Depois há a guerra, a situação limite, filmada n’A Barreira Invisível com uma poesia única, original, deslumbrante. A Barreira Invisível, de Terrence Malick, é o meu tratado existencialista, um filme repleto de dúvidas, as mesmas dúvidas que andamos a colocar desde que colocamos dúvidas. Tudo passa pela barreira invisível, num cenário que é, como disse, o mais limite dos cenários - por isso mesmo aquele que melhor nos interpela quanto à nossa razão de ser. Afinal, as três velhas questões: quem somos? de onde vimos? para onde vamos?
E, para terminar, um filme de Takeshi Kitano. Sou fã do cinema oriental, assim como o sou de alguma poesia e de muitas outras coisas lá dessas bandas. Dolls tem tudo o que aprecio lá desses orientes onde nunca estive senão por meio da arte e da imaginação. É verdade que nós vivemos sempre cheios de mitos quanto àquilo que não conhecemos. Mas como já tenho dito por aqui, deixem-nos lá viver com os nossos mitos. O meu mito é o mito do amor. É o mito de que, apesar de tudo, ainda vale a pena andar por cá. Porque é por cá que o amor existe, mesmo quando envolto num manto de tristeza e de melancolia. Mas o amor é isso, não é?

[REGISTOS]
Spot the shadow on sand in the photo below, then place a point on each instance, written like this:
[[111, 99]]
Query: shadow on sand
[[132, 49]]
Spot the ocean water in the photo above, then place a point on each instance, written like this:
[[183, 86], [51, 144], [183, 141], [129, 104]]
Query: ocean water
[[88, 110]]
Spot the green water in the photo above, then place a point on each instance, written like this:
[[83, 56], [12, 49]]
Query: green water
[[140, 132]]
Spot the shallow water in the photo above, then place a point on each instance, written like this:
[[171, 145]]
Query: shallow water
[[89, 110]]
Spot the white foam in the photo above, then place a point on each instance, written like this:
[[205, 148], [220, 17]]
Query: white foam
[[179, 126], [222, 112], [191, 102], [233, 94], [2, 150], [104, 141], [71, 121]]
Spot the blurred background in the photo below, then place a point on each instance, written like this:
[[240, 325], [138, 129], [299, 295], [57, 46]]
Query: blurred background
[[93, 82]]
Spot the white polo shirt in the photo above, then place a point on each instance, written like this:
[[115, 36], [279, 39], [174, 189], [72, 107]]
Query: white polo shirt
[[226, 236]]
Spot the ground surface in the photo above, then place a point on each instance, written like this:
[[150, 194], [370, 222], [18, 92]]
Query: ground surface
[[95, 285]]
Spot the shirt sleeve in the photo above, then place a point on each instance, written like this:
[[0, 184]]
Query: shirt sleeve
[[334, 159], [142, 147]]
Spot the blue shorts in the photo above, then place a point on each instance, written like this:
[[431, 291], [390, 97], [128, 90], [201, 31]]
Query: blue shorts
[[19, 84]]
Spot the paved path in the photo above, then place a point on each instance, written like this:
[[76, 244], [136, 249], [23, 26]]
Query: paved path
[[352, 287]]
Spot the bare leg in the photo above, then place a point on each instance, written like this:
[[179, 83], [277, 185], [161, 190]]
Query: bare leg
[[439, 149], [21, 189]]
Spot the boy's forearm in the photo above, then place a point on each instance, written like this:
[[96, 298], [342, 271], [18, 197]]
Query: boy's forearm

[TAREFA]
Dê seguimento ao texto sobre cinema, começando logo a seguir à sua última frase.

[RESPOSTA]
Passo a palavra, com muito gosto e porque gostaria mesmo muito que respondessem, ao José Miguel Silva (Sanshô Dayu, O Intendente Sanshô, Sanshô, the Bailiff, Sansho Dayu – Ein Leben ohne Freiheit, L'intendente Sansho - e com muita razão, digo eu), ao Filipe Guerra (só lido...), à C (Zéro de conduite, Simon del desierto, Le Procès de Jeanne d'Arc, Scénario du film Passion), à Alexandra (Mouchette, Uma Visita ao Louvre, Conto de Inverno, Livro de Cabeceira, O Último Ano em Marienbad) e ao Lourenço (E.T., Lost Highway, Morangos Silvestres, Ikiru, Apocalypse Now).

3 Comments:

At 10:25 da manhã, Blogger Lourenço Bray said...

Epá, escolheste uns que eu podia ter escolhido: o barreira e o sabor da cereja :)
vou responder, abraço!

 
At 8:07 da tarde, Blogger Carla de Elsinore said...

em boa verdade só agora reparo que deixei a guerra de fora mas se entrasse seria com certeza com a "barreira..." ou com as "cartas..." do clint.
e henrique, eram dois desafios...;-)

beijinhos

 
At 11:14 da tarde, Anonymous Anónimo said...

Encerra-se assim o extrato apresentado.